- _Document excerpt_:

Why the Canon Wars Still Matter | Eastern North Carolina Now

    Publisher's Note: This post appears here courtesy of The James G. Martin Center. The author of this post is Daniel Buck.

    Like an overlong proxy war, the "canon" skirmishes of the 1980s and '90s no longer feature in the media, though the conflict persists. As in a battle over this or that town, the ongoing war might manifest as a fight over particular books, but the real disagreement exists between competing visions for humanity and society.

    Critics of the literary canon usually point to its preponderance of white males, but this antipathy toward tradition traces down to a more fundamental, even revolutionary, first principle. The radicals behind the anti-canon movement want more than the expansion of the existing canon; they want to eradicate any commitment to aesthetic ideals, objective truth, or moral imposition. Undergirding their resentment of Shakespeare or Tolstoy is a resentment of Western values as such, and so saving the canon is about more than saving Romeo and Juliet.

    Undergirding resentment of Shakespeare is a resentment of Western values as such.

- _Task instructions_:
**a.** Answer these questions from the post on the canon wars:
(i) Who is the author of the post?
(ii) In which decades did the "canon" skirmishes feature in the media?
(iii) Which two writers does the post name as objects of the critics' resentment?
**b.** For each statement, say whether it agrees with the post on the canon wars, and quote the words that decide it:
(i) The post appears courtesy of The James G. Martin Center.
(ii) The radicals behind the anti-canon movement want only to expand the existing canon.
(iii) The canon skirmishes still feature prominently in the media.
**c.** Transcribe the passage of the post on the canon wars from "Like an overlong" up to and including "Romeo and Juliet.".

- _Recorded data_:
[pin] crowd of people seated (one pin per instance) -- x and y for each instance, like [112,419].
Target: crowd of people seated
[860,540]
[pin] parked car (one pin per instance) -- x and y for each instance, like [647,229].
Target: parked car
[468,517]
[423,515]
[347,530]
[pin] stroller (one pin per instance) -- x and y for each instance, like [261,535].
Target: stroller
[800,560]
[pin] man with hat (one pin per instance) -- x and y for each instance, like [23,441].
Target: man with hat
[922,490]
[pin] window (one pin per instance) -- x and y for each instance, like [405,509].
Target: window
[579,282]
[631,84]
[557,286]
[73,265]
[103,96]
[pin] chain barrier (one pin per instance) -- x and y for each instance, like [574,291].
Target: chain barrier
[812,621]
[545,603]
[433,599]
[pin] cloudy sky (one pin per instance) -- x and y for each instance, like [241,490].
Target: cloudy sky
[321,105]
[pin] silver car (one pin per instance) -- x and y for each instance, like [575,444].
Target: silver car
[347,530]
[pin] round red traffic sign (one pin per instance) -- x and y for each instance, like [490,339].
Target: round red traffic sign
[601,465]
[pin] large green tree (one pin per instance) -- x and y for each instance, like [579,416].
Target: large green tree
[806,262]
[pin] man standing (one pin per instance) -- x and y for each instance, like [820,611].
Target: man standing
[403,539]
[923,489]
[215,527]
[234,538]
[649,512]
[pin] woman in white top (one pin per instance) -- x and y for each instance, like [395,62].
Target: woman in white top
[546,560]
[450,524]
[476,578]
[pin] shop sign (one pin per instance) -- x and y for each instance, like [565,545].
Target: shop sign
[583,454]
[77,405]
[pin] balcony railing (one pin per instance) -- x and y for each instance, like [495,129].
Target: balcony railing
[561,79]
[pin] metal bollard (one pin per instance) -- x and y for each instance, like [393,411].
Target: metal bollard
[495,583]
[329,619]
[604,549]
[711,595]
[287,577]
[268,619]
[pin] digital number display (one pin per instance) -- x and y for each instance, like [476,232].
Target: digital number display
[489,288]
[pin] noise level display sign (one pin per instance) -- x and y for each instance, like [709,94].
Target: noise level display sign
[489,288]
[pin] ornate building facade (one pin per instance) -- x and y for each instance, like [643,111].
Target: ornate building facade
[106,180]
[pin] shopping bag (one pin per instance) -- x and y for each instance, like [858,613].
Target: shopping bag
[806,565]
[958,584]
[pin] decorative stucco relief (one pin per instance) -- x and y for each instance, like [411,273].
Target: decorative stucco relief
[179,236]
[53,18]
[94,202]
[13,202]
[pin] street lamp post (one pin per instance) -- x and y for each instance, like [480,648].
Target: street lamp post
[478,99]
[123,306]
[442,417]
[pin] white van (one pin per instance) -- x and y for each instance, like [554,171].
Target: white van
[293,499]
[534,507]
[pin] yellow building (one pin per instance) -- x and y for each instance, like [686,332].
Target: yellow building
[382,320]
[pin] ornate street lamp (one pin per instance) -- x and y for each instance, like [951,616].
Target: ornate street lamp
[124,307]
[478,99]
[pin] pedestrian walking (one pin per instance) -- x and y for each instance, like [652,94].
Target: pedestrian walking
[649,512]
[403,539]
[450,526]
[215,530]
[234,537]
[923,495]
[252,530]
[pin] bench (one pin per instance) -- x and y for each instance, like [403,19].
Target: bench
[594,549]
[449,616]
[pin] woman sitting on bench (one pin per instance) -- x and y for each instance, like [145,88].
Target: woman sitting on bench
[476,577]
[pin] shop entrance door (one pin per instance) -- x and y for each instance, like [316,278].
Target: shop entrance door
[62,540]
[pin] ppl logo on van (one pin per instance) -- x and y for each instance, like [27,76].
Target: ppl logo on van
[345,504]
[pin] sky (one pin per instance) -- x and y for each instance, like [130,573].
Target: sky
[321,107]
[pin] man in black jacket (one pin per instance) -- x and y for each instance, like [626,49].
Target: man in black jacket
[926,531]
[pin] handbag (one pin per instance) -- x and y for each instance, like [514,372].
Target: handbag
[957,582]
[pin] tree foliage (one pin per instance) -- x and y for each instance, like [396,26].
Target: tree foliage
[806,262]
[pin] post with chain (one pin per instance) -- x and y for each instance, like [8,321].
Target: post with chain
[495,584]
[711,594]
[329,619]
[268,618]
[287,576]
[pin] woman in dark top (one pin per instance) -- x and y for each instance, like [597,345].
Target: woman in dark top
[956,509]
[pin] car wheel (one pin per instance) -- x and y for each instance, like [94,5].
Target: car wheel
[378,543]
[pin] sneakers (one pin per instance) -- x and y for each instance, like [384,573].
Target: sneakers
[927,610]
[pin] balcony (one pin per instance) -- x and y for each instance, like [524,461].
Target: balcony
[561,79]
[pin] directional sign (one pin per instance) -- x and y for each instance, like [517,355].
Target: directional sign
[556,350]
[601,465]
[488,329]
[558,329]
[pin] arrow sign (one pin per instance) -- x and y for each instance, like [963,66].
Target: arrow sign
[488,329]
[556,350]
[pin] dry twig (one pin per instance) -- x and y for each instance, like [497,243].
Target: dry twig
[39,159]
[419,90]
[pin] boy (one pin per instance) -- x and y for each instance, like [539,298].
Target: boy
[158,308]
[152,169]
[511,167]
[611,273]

- _Results for each task_:
**a.**
(i) Daniel Buck
(ii) The 1980s and '90s
(iii) Shakespeare and Tolstoy

**b.**
(i) Yes: "This post appears here courtesy of The James G. Martin Center."
(ii) No: "The radicals behind the anti-canon movement want more than the expansion of the existing canon"
(iii) No: "the "canon" skirmishes of the 1980s and '90s no longer feature in the media"

**c.**
Like an overlong proxy war, the "canon" skirmishes of the 1980s and '90s no longer feature in the media, though the conflict persists. As in a battle over this or that town, the ongoing war might manifest as a fight over particular books, but the real disagreement exists between competing visions for humanity and society.

    Critics of the literary canon usually point to its preponderance of white males, but this antipathy toward tradition traces down to a more fundamental, even revolutionary, first principle. The radicals behind the anti-canon movement want more than the expansion of the existing canon; they want to eradicate any commitment to aesthetic ideals, objective truth, or moral imposition. Undergirding their resentment of Shakespeare or Tolstoy is a resentment of Western values as such, and so saving the canon is about more than saving Romeo and Juliet.